- [OPDRACHTOMSCHRIJVING]
Op welke datum is de huurprijsmethode van de Rijksgebouwendienst volgens het tekstfragment over de rijkshuisvesting voor het laatst aangepast?

Welke prikkel bestaat er voor agentschappen om een positief resultaat te blijven behalen wanneer dit afgedragen moet worden aan de schatkist?

Het behalen van zo hoog mogelijk financieel resultaat is geen doelstelling voor agentschappen. De Rijksgebouwendienst tracht structurele positieve resultaten te voorkomen door via een aanpassing van de huurprijsmethode de kostprijs van de producten aan te passen, zodat deze positieve effecten ten gunste komen aan de klanten van de Rgd. De huurprijsmethode is voor het laatst op 1 juli 2003 aangepast. Ik zal de Kamer in de loop van het jaar informeren over het verbeteren van de prikkels zoals deze zijn ingebed in het rijkshuisvestingsstelsel met de aanbieding van het eindrapport Evaluatie Stelselherziening Rijkshuisvesting.

33

Hoe wordt gedacht de nu nog voorliggende bezuinigingstaakstelling van € 20,3 miljoen op te lossen? Waarom is er een bedrag van € 22,6 miljoen toegevoegd aan de taakstelling?

De bezuinigingstaakstelling van € 20,3 mln is opgebouwd uit diverse taakstellingen, waarvan een gedeelte reeds is toegelicht bij 1e suppletore 2005 (€ 7,807 mln).

Het grootste gedeelte (circa € 12 mln) van de € 20,3 mln betreft een efficiency-en volumetaakstelling uit het Strategisch Akkoord en het Hoofdlijnenakkoord. Daarover kan het volgende gezegd worden;

Binnen VROM heeft een reorganisatie plaatsgevonden en is een gemeenschappelijke dienst gevormd. Diverse (administratieve-) taken die voorheen bij de verschillende directoraten waren belegd, worden heden door deze gemeenschappelijke dienst uitgevoerd. Door o.a. schaalvergrotingsvoordelen en standaardisering van werkprocessen zullen efficiencyvoordelen optreden die uitmonden in besparingen. Op deze manier wordt de bezuinigingstaakstelling opgelost.

Het bedrag van € 22,6 miljoen betreft geen toevoeging aan een taakstelling maar een mutatie die betrekking heeft op een sluitpost. Voor meer informatie verwijs ik u naar het antwoord op Kamervraag 34.

- [Opgeslagen items uit een collectie]
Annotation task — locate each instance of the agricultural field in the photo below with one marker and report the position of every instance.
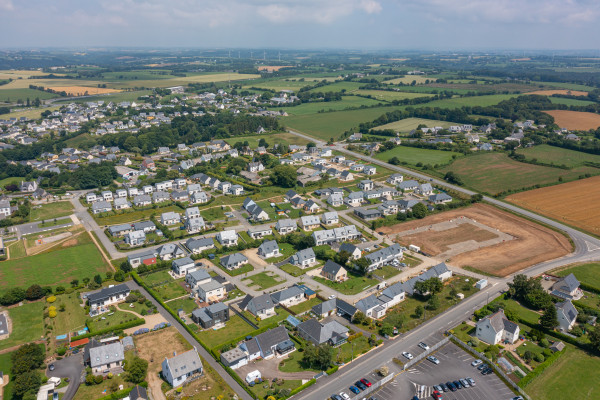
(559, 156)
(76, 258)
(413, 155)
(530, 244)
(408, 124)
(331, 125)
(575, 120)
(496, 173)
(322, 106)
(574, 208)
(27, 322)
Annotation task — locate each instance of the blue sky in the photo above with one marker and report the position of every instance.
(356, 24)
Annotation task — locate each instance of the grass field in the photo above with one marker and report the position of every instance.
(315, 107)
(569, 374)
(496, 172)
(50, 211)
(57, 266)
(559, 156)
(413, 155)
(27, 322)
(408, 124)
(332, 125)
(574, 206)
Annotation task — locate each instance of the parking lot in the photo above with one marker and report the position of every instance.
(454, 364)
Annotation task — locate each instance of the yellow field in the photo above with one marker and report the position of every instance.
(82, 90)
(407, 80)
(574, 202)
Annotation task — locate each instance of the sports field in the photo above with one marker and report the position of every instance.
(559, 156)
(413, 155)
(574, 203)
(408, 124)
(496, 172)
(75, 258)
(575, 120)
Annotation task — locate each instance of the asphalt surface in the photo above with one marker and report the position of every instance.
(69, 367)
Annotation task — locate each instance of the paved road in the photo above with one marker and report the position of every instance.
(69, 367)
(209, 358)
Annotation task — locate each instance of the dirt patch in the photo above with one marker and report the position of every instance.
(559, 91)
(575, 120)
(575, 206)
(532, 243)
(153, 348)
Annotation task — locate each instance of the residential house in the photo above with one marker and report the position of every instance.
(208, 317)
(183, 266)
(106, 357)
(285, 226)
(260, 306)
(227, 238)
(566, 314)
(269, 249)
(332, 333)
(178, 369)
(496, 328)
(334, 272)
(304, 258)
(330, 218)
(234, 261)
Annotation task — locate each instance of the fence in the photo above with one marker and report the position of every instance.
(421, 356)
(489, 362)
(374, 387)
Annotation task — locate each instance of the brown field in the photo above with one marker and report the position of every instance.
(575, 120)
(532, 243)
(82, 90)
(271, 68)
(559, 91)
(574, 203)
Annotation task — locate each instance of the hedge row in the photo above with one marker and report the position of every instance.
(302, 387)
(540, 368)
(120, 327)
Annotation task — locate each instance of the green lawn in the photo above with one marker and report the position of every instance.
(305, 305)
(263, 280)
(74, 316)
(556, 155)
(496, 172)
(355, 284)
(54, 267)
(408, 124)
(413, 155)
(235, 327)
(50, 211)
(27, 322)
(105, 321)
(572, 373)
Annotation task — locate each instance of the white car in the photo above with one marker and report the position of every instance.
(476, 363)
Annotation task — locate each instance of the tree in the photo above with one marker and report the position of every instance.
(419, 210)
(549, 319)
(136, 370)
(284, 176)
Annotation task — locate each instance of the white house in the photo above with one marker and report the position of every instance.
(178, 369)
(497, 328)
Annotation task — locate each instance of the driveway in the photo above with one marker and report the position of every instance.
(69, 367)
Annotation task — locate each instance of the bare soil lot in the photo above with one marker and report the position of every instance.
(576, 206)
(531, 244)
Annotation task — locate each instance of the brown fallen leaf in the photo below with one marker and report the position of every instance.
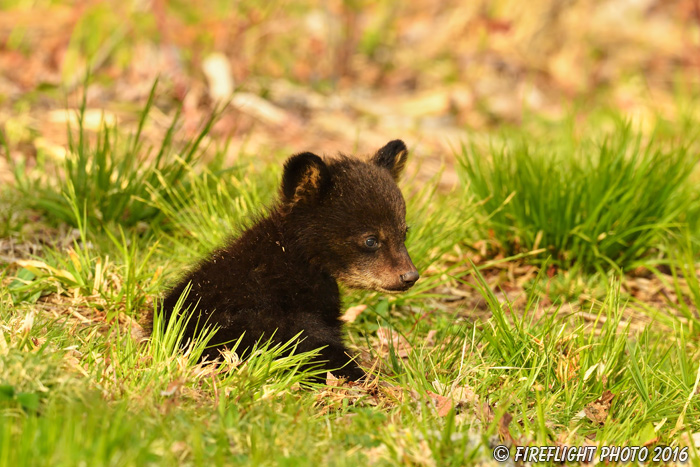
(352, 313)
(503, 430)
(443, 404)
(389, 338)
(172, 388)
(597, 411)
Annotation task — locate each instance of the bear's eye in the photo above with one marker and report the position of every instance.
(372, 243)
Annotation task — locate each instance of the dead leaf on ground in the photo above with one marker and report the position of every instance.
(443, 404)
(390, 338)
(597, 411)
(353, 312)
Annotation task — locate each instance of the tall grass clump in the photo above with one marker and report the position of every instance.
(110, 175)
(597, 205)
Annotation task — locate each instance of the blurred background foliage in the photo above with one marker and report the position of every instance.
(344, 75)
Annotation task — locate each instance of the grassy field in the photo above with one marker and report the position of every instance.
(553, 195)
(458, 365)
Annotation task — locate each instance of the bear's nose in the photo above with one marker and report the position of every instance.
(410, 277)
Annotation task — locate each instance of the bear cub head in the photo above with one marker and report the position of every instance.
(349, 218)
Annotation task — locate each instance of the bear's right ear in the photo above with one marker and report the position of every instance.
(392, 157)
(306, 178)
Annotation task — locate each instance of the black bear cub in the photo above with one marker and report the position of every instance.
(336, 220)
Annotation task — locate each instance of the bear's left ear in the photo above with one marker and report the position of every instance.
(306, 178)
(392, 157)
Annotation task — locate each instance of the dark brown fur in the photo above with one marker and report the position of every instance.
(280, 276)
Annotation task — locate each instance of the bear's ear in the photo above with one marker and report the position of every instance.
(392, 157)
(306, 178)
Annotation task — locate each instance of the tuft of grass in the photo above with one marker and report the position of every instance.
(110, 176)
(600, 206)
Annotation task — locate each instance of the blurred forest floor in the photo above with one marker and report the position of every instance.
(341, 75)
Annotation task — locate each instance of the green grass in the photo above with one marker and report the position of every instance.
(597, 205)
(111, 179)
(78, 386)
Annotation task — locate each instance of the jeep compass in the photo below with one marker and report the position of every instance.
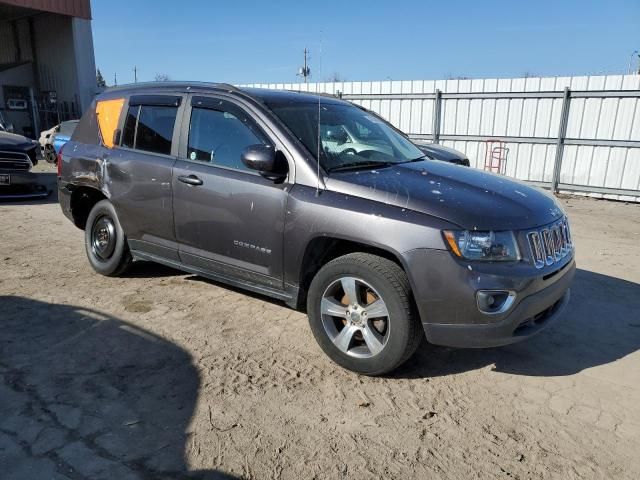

- [ANTWOORDVAK]
Op 1 juli 2003.